>> start Listed records

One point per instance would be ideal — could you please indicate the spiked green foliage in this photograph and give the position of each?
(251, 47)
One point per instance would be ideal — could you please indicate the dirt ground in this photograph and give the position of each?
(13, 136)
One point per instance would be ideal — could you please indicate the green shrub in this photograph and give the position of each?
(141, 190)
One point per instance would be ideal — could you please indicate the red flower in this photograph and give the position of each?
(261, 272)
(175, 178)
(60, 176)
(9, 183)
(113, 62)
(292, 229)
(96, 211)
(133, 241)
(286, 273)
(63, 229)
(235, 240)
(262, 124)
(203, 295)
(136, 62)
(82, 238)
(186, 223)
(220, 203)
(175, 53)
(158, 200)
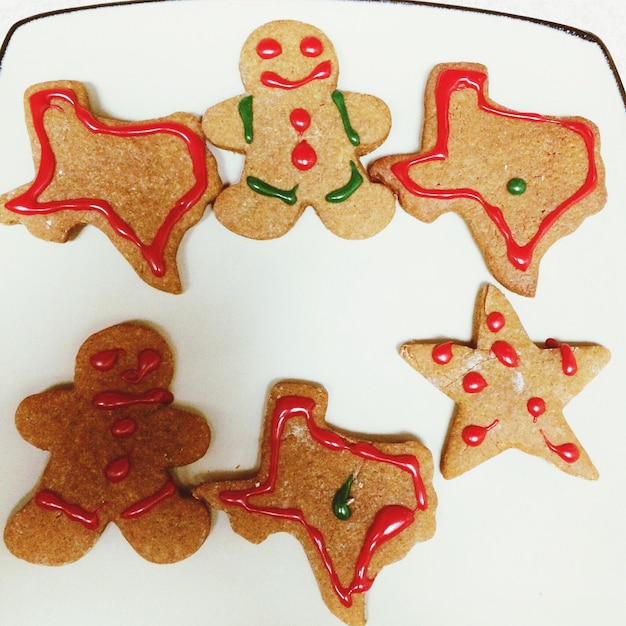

>> end Listed records

Write out the listing above in full, requests included, multiplying every x and y coordinate in the answers by 1.6 and rounding each result to a whole number, with halves rounded up. Leave the picture out.

Expected output –
One point per instance would be ideal — could you please indicate the spiked green foliage in this photograph and give the position of each?
(402, 75)
One point per instance would be ideal — could you please indicate the dirt ground in this photograph and give the position of each?
(21, 218)
One point per instance would be ideal — could you please indicate the green shrub in this photograph and give the position of each?
(226, 304)
One point per instance would be ideal — could you please indicate the red flower in this photograph and give the position of each?
(418, 435)
(280, 285)
(96, 282)
(14, 293)
(181, 99)
(467, 366)
(154, 338)
(213, 386)
(458, 437)
(101, 366)
(376, 384)
(419, 198)
(325, 472)
(218, 99)
(131, 381)
(298, 357)
(352, 325)
(280, 85)
(253, 320)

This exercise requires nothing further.